--- Task objective ---
From the entries below, copy every line that holds the word "terraced".
───── Materials provided ─────
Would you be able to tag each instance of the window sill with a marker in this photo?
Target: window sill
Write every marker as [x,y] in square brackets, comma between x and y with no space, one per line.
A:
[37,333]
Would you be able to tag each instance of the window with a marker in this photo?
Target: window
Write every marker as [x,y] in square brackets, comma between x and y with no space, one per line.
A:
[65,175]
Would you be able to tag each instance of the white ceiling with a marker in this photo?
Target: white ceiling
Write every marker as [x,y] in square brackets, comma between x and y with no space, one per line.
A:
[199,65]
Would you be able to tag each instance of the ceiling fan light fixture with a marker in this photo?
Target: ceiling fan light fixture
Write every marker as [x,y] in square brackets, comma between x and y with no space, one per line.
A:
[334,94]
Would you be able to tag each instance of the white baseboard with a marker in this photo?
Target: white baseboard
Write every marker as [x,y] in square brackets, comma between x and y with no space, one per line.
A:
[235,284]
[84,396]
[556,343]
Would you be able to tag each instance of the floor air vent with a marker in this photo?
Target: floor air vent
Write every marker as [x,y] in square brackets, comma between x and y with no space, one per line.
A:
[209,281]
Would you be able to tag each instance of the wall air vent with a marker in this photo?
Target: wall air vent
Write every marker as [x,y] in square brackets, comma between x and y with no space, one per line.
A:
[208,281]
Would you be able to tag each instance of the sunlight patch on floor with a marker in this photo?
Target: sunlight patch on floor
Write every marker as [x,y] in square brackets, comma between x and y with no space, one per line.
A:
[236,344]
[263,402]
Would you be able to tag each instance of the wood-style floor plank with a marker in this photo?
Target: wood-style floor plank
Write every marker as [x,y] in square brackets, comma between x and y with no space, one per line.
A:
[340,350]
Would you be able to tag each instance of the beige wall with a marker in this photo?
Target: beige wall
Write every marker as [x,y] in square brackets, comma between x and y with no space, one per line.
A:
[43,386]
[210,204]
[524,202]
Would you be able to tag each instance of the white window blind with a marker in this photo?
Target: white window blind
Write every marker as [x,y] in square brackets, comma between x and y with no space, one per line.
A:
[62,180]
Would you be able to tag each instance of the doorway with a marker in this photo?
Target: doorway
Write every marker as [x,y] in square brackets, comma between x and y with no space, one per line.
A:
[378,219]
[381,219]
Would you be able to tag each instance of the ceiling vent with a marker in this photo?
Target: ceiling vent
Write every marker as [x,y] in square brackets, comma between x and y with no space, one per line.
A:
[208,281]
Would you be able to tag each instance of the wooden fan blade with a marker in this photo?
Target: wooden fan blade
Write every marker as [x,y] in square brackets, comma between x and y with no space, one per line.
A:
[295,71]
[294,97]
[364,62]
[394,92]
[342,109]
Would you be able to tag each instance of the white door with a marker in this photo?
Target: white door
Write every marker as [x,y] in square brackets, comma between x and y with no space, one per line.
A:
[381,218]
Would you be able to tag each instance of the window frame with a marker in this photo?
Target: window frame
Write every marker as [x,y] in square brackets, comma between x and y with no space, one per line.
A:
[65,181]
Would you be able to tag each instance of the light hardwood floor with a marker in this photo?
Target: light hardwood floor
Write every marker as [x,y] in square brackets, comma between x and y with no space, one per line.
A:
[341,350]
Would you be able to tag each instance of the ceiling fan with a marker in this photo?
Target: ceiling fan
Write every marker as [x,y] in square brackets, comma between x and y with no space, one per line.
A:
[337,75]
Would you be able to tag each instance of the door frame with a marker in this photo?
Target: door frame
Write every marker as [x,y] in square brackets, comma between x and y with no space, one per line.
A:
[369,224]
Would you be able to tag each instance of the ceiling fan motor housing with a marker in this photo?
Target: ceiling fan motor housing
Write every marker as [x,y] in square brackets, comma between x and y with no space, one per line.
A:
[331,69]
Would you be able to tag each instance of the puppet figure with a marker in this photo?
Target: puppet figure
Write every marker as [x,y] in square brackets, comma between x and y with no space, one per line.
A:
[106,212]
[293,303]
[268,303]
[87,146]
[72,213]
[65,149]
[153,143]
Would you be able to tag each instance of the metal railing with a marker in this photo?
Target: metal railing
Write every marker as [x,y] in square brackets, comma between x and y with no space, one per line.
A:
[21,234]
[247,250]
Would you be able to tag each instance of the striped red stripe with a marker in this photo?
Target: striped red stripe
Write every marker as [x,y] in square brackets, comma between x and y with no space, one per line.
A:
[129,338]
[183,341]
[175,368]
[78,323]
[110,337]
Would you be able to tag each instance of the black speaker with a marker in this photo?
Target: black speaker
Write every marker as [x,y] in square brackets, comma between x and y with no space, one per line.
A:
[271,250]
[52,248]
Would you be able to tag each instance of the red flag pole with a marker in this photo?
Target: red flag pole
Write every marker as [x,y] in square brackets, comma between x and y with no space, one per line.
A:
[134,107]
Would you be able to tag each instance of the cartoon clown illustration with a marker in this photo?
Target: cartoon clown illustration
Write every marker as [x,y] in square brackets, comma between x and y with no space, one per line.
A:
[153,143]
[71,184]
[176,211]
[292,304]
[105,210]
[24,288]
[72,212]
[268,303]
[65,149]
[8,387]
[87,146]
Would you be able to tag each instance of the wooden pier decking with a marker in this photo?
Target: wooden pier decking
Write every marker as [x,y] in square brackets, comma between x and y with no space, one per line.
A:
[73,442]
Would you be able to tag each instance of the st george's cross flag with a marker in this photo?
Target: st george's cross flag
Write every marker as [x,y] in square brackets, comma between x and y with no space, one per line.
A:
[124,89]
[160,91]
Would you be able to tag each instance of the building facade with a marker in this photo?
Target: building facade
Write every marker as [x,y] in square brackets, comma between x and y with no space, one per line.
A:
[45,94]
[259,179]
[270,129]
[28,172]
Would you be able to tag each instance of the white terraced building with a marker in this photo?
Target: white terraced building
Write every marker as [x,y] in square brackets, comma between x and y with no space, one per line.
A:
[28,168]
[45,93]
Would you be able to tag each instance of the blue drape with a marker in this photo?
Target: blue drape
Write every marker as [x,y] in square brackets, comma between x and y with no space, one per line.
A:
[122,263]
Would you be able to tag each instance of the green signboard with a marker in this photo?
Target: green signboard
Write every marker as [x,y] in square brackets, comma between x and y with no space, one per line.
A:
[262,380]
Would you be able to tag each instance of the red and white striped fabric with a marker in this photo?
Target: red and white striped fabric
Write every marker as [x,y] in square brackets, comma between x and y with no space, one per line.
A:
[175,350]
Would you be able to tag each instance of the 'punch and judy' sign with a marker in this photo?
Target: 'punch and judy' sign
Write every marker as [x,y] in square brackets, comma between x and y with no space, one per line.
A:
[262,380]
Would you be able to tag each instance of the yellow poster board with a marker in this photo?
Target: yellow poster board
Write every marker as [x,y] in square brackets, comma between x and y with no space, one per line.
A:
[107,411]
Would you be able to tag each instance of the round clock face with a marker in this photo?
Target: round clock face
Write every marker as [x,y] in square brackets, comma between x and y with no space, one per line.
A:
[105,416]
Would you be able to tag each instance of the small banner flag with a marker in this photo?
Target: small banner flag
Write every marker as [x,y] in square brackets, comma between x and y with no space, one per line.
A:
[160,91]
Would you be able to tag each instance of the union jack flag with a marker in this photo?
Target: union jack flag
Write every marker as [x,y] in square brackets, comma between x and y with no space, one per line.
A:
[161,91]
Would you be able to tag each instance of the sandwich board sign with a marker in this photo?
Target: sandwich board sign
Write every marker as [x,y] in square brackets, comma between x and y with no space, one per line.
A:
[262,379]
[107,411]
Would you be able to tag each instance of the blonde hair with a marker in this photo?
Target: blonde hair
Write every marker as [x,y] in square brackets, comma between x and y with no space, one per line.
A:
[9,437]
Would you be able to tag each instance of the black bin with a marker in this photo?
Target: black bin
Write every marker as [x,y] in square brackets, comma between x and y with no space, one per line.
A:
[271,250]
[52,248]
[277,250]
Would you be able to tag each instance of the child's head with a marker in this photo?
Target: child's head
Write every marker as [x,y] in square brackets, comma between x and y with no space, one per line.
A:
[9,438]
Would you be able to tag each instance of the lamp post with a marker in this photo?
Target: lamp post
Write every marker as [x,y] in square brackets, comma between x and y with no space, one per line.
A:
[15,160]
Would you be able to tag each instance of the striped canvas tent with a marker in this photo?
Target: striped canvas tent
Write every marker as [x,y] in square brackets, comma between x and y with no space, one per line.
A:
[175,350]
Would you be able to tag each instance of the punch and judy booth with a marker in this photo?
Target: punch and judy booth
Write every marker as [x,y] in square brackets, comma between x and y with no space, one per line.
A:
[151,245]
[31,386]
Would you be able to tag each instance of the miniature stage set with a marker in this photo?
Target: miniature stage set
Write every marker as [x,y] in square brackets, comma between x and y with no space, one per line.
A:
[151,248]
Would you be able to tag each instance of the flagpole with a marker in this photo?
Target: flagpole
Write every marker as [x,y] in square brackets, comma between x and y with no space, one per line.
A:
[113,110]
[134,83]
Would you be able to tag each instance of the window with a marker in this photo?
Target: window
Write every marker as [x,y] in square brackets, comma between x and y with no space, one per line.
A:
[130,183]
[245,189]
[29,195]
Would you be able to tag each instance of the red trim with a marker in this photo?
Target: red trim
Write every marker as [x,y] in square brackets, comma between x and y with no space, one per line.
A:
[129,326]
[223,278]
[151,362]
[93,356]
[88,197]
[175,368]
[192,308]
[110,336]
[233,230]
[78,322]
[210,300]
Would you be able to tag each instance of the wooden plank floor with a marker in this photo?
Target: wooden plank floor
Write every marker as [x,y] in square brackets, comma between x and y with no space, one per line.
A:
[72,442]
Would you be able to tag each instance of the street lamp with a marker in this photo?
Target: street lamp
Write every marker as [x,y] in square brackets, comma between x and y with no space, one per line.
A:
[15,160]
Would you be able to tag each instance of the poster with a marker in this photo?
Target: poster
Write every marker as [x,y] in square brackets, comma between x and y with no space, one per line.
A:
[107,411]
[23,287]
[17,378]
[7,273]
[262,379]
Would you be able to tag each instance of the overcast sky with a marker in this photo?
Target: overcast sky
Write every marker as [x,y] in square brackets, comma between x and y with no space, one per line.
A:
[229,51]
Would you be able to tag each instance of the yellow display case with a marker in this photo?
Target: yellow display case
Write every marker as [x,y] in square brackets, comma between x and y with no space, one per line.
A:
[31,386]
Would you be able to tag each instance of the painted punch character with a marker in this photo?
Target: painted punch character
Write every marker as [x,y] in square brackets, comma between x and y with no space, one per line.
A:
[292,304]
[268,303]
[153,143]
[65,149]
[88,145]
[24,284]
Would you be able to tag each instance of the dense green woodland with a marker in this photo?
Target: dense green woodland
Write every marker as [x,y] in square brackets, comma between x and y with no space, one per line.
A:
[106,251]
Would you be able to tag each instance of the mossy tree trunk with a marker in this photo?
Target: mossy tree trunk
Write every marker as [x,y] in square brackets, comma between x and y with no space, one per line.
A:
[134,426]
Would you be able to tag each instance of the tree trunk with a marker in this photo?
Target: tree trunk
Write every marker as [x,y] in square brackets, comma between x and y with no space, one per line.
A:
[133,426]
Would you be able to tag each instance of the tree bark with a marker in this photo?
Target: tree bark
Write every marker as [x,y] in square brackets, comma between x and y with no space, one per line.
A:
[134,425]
─────
--- Exercise output ---
Would you be able to tag each instance of the white terraced building with a marker in this photo?
Target: white terraced building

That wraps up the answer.